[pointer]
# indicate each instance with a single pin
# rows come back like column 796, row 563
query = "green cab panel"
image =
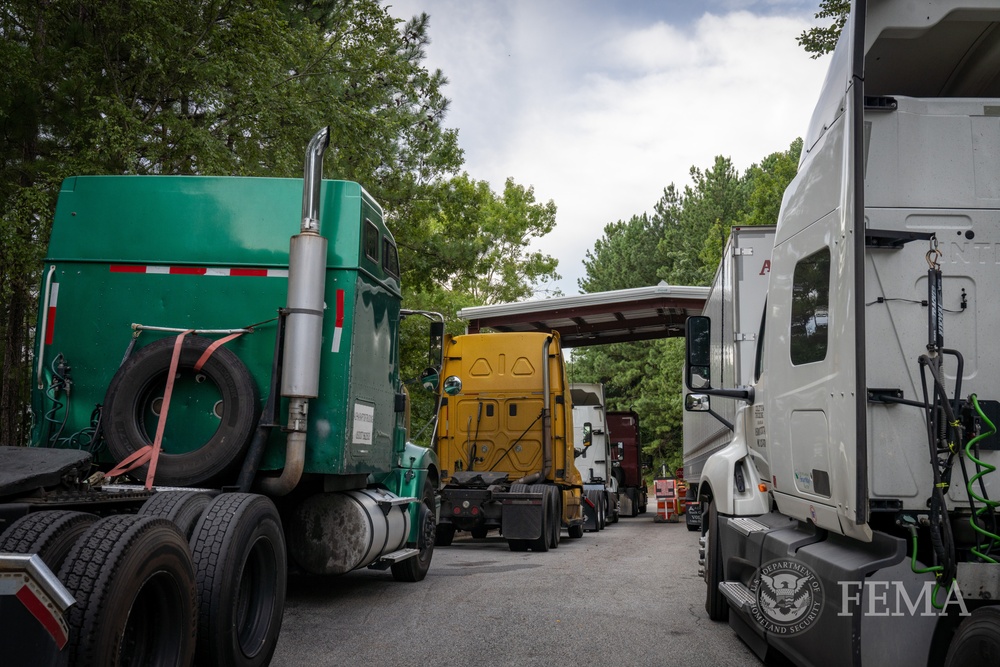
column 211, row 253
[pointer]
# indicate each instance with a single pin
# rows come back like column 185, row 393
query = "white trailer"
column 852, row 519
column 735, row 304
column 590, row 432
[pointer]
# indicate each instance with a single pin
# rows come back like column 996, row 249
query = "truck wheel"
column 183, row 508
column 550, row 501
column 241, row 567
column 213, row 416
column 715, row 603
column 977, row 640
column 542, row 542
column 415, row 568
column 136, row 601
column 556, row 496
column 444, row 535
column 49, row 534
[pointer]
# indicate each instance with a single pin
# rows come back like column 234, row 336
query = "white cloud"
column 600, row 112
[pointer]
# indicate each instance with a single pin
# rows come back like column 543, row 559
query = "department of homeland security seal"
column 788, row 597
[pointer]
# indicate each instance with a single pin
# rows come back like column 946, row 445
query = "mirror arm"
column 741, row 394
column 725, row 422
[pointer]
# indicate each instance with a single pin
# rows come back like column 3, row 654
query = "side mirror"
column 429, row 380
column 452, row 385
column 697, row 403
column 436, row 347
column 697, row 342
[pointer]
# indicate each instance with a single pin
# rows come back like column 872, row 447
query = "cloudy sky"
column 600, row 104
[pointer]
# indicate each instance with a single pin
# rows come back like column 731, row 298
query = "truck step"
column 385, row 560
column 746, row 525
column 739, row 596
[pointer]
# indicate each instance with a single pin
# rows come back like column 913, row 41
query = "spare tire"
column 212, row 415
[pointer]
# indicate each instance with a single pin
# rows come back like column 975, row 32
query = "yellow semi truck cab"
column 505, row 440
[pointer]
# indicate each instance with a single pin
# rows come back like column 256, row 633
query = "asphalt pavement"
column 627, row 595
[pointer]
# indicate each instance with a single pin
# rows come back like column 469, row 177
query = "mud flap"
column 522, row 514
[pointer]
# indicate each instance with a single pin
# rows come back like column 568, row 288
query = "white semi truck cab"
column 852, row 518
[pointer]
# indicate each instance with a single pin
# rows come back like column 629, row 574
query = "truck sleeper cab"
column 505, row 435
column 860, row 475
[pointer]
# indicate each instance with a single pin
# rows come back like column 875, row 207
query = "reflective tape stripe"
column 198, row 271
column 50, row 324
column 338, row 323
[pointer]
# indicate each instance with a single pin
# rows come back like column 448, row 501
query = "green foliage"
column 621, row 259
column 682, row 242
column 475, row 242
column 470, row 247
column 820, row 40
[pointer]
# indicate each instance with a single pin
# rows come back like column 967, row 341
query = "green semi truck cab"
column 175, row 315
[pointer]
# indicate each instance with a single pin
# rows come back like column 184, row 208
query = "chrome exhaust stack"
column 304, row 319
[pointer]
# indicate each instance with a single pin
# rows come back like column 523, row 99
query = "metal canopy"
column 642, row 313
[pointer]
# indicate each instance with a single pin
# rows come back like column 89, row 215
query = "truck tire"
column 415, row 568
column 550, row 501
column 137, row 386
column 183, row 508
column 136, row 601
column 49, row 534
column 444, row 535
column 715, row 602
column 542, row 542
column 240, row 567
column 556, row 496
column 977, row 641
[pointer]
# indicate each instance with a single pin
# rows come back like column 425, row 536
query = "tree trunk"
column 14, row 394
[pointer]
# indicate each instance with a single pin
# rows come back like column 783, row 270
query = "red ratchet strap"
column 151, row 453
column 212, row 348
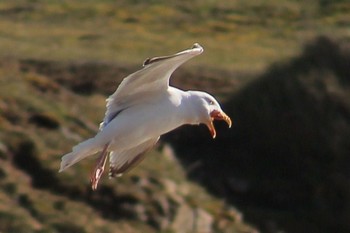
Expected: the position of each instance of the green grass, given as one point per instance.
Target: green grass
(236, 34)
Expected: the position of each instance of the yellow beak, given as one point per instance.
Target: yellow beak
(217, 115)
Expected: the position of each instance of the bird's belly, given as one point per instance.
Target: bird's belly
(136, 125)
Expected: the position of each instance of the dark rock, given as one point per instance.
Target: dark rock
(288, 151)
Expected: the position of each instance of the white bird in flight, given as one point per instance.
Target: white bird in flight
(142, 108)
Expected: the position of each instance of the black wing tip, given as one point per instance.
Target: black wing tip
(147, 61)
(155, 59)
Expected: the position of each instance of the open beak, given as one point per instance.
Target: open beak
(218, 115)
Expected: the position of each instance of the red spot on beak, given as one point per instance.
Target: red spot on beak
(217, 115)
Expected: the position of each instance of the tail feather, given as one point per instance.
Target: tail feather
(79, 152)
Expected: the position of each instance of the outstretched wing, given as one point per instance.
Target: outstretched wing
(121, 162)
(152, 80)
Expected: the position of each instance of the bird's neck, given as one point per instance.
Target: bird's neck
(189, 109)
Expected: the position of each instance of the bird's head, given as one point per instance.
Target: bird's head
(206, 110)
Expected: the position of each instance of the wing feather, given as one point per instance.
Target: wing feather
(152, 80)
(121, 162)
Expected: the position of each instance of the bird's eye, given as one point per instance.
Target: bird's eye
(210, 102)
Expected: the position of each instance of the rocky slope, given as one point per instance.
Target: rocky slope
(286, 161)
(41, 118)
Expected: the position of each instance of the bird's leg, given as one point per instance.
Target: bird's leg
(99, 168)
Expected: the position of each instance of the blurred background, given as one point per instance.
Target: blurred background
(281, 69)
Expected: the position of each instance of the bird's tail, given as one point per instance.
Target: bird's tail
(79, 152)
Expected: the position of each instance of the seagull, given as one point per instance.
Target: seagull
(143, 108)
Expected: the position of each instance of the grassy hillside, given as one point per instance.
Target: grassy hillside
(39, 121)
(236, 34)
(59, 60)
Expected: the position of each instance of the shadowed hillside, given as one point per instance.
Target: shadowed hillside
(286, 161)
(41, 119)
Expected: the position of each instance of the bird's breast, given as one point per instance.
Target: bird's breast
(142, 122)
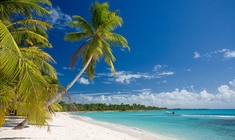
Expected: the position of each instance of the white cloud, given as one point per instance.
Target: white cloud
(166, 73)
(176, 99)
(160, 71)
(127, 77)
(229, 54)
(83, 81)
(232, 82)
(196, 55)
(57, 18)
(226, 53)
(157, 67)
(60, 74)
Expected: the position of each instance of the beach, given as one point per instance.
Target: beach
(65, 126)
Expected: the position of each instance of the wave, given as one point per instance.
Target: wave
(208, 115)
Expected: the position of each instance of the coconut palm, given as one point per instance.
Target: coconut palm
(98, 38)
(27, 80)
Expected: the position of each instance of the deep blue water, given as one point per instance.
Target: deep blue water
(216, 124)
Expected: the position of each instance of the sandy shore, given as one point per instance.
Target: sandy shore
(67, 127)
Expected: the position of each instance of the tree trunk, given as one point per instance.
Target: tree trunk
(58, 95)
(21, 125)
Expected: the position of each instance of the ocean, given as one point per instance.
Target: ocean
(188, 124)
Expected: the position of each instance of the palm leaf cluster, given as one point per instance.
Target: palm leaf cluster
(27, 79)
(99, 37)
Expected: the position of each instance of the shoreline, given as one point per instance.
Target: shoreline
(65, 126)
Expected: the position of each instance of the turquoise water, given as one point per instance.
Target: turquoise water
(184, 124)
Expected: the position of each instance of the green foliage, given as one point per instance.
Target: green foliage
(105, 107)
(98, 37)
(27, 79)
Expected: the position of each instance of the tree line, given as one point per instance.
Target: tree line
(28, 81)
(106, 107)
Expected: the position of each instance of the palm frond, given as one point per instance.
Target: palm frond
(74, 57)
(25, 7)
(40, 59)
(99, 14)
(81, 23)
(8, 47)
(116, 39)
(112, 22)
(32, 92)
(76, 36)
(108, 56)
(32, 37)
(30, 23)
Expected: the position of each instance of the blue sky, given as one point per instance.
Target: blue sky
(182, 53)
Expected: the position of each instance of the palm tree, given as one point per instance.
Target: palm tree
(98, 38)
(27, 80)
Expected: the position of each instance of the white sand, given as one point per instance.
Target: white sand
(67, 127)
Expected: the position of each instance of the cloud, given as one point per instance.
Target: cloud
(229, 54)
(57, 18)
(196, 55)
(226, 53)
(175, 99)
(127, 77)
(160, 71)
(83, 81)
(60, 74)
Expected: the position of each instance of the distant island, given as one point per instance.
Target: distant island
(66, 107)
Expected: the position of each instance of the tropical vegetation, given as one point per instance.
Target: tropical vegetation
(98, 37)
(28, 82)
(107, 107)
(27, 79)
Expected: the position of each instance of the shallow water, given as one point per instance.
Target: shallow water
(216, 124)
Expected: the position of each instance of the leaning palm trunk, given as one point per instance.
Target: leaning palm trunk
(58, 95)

--------

§ Your objective
An exact copy of the lines above between the line holding "Target: green grass" and the line holding "tail, given as one point per instance.", inclusive, is the whole answer.

§ Result of the exercise
Target: green grass
(236, 34)
Expected: the position of each instance of the yellow beak, given as one point per instance.
Target: yellow beak
(217, 115)
Expected: the position of each instance of the bird's belly, given as one point per instance.
Target: bird's belly
(136, 125)
Expected: the position of each instance of the dark rock, given as one point per instance.
Target: dark rock
(288, 151)
Expected: the position of each instance of the white bird in flight, given as one point per instance.
Target: white bird in flight
(142, 108)
Expected: the position of each instance of the black wing tip, given as one point per instance.
Target: black wing tip
(147, 61)
(155, 59)
Expected: the position of each instance of the open beak, given as one point per instance.
Target: open beak
(218, 115)
Expected: the position of each instance of the red spot on beak, given as one point per instance.
Target: red spot on beak
(217, 115)
Expected: the position of each instance of the tail feather, given as one point per instance.
Target: tail feather
(79, 152)
Expected: the position of each instance of the outstretched wing, given as one point per instance.
Target: outstretched wing
(121, 162)
(152, 80)
Expected: the position of each instance of the bird's neck, given as one point per instance.
Target: bird's neck
(189, 109)
Expected: the position of each instance of the bird's head, given as one point per instance.
Target: bird's head
(206, 110)
Expected: the position of each instance of the wing feather, given as one point per instance.
Target: wing feather
(152, 80)
(121, 162)
Expected: the position of each instance of the bird's eye, given as one point per instance.
Target: bird's eye
(210, 102)
Expected: the position of each instance of the rocky slope, given as one point per instance.
Target: rocky slope
(286, 161)
(41, 118)
Expected: the position of each instance of the bird's leg, given as one point per instance.
Target: bird's leg
(99, 168)
Expected: the position of each instance of the blurred background, given as one point per instance.
Target: blurred background
(281, 69)
Expected: the position of each instance of the bird's tail, given as one point per instance.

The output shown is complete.